### WORK INSTRUCTIONS
Render the lines starting at the one that contains "red wall panel?" and ending at the final line as a JSON list of strings, one string per line, with blank lines left out.

___ RECORDS TO PROCESS

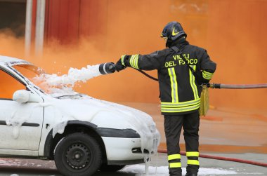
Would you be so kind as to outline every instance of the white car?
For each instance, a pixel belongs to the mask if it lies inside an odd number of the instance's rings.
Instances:
[[[74,91],[53,94],[34,83],[44,73],[0,56],[0,156],[54,160],[64,175],[91,175],[144,163],[159,133],[150,116]]]

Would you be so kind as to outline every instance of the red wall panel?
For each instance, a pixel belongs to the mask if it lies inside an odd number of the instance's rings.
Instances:
[[[63,44],[77,42],[80,2],[79,0],[46,1],[45,35],[47,42],[53,39]]]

______

### WORKED ANSWER
[
  "Would you be so kind as to outline every instance of the red wall panel?",
  "For each instance, a pixel belongs to the mask if it lies inside an odd number of the instance's rings.",
  "Instances:",
  "[[[63,44],[77,42],[80,2],[79,0],[46,1],[45,35],[47,42],[53,39]]]"
]